* begin Records for this task *
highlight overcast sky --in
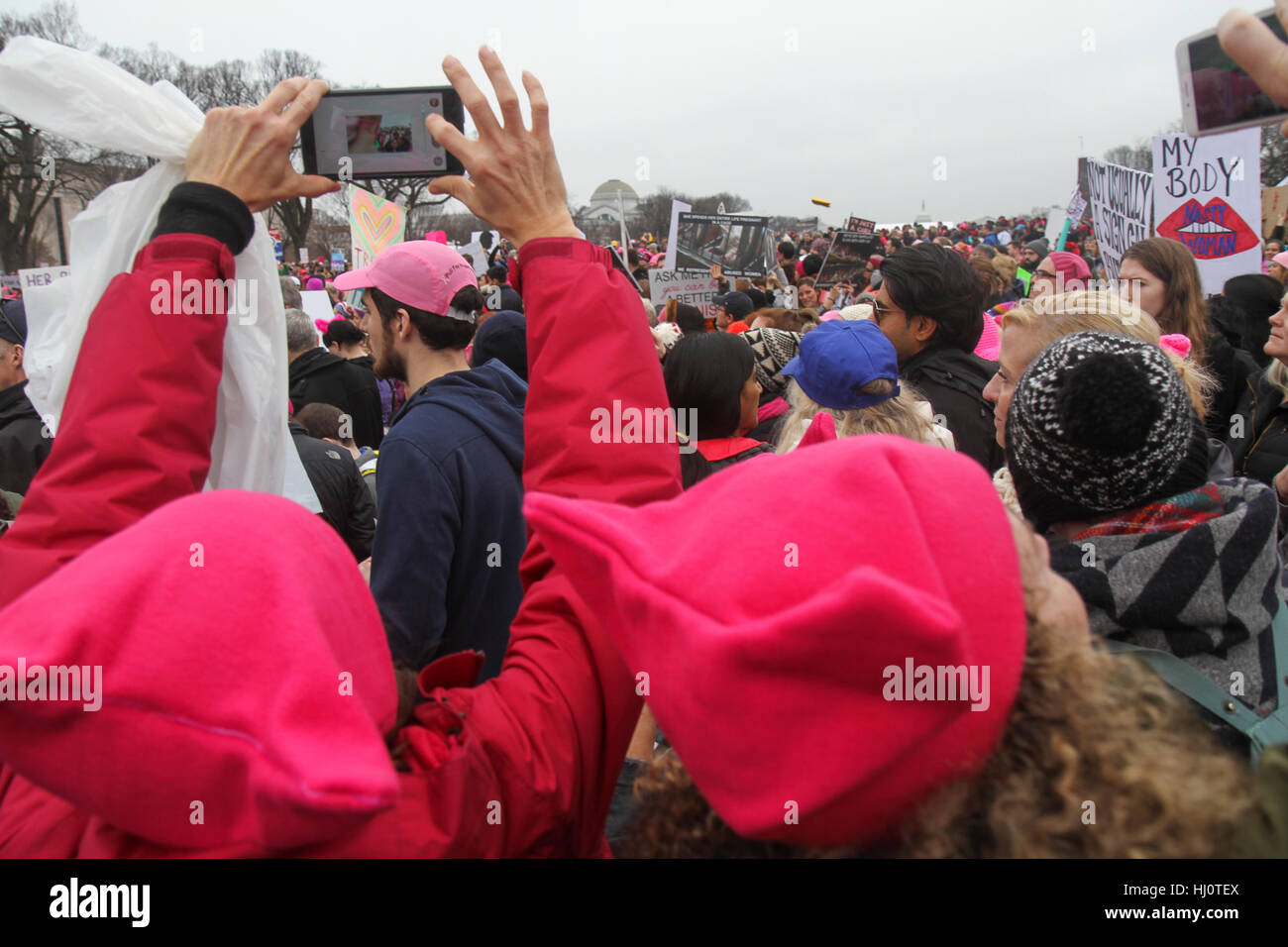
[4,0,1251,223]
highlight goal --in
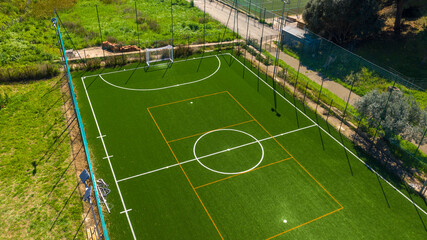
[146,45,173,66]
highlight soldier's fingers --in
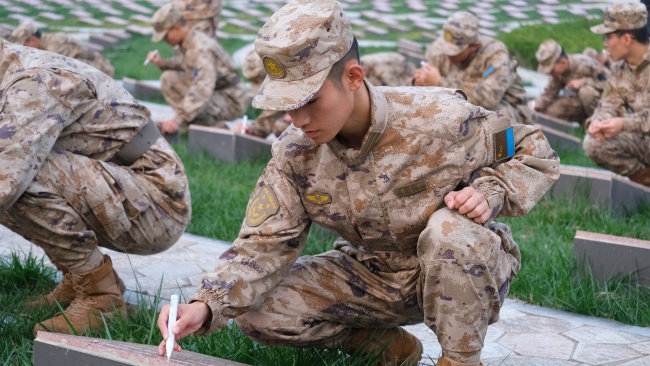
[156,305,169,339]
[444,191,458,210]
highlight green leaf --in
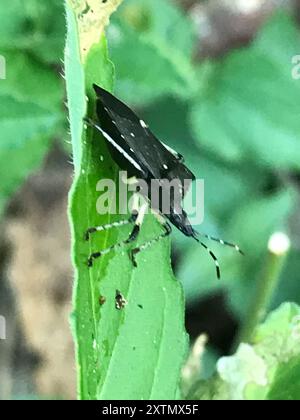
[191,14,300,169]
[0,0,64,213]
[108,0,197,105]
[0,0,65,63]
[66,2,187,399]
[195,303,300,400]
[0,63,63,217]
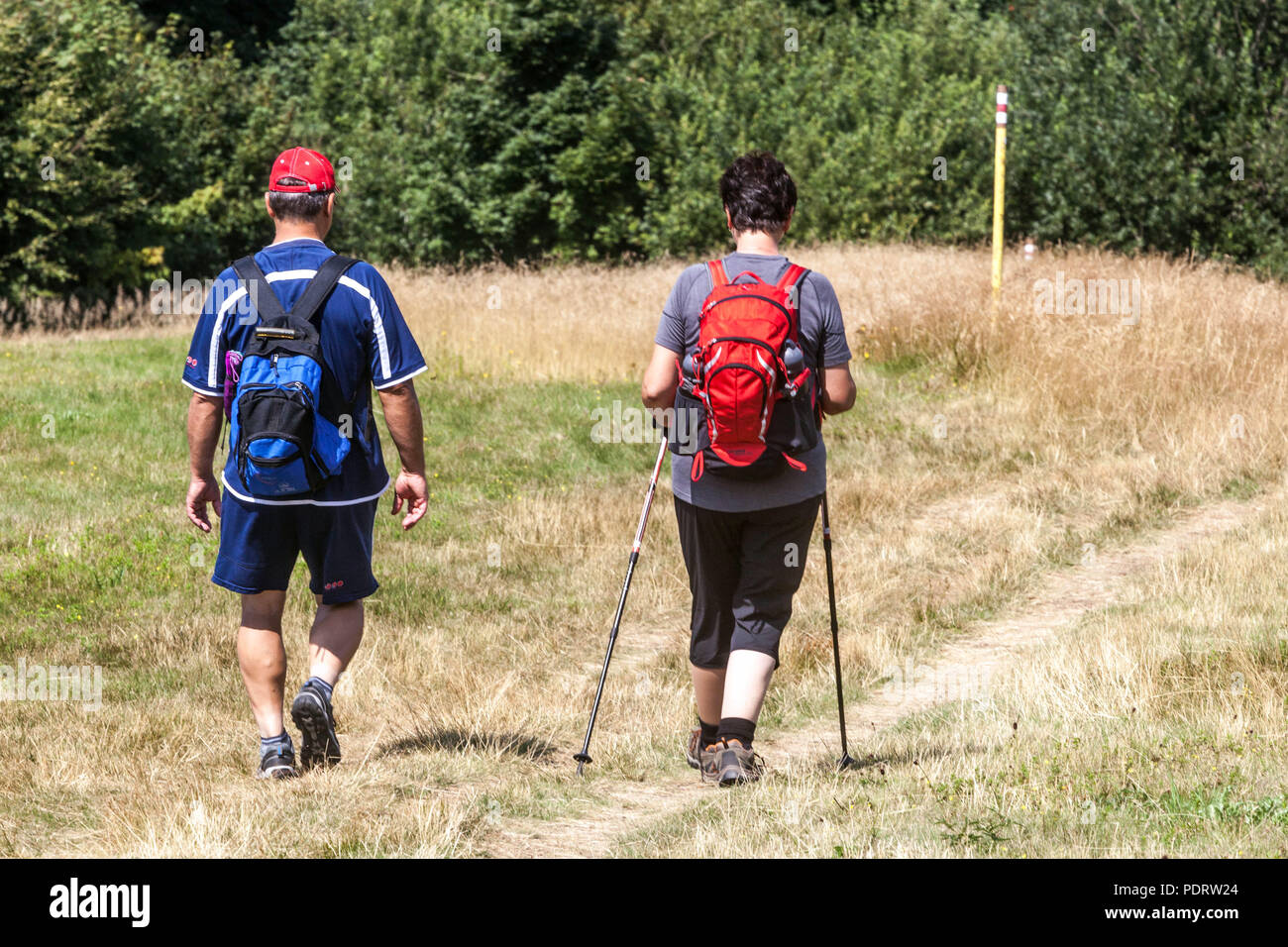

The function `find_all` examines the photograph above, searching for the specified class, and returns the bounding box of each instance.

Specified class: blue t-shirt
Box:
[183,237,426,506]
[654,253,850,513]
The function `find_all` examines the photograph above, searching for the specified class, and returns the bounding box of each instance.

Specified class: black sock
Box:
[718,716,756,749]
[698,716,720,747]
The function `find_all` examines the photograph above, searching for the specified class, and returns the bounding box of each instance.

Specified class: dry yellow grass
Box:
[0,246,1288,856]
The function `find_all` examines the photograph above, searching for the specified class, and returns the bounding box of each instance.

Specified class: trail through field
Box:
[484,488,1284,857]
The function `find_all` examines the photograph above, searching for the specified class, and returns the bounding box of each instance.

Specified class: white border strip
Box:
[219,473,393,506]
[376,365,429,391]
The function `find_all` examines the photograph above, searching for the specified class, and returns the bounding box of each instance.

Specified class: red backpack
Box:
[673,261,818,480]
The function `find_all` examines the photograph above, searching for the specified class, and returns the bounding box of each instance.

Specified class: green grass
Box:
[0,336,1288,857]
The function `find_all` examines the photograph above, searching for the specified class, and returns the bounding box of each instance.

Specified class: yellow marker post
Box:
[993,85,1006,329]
* end Records for this task *
* begin Records for this task *
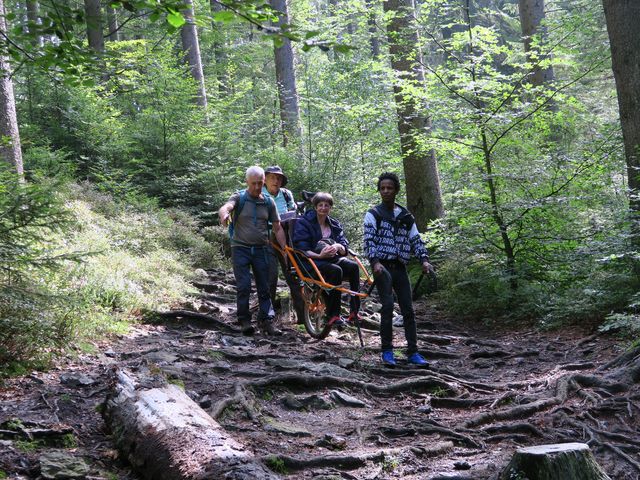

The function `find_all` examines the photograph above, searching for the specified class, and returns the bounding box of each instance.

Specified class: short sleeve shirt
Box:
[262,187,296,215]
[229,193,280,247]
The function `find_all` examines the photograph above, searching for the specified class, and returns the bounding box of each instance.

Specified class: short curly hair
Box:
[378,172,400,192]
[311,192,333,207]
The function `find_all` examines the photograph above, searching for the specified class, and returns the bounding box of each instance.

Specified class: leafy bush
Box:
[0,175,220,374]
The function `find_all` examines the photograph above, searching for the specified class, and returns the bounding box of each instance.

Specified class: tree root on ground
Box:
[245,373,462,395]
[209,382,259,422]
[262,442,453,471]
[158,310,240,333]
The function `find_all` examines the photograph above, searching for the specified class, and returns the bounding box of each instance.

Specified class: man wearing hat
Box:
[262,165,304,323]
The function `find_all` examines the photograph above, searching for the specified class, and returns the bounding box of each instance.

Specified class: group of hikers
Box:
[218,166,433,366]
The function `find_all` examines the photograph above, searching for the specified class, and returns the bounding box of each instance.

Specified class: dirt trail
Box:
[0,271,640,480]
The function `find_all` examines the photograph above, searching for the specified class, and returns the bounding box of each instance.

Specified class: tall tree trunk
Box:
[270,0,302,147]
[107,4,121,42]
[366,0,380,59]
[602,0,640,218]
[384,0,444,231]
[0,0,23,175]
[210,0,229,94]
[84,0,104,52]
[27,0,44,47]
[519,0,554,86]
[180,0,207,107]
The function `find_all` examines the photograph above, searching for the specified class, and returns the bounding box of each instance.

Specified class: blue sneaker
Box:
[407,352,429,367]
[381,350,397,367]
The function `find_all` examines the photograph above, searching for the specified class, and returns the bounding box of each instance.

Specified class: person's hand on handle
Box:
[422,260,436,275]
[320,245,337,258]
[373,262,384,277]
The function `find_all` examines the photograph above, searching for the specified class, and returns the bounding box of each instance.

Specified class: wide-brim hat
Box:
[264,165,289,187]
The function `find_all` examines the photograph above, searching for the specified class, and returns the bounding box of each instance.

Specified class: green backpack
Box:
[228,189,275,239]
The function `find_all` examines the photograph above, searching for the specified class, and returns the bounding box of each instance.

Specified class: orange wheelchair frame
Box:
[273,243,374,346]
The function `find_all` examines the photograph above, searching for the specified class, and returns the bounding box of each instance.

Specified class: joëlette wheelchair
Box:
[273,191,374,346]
* end Records for this task *
Please select each line of the items above that contains the word "short", and copy those lines out.

_Final result_
Specified class: short sleeve shirt
Specified class: short curly hair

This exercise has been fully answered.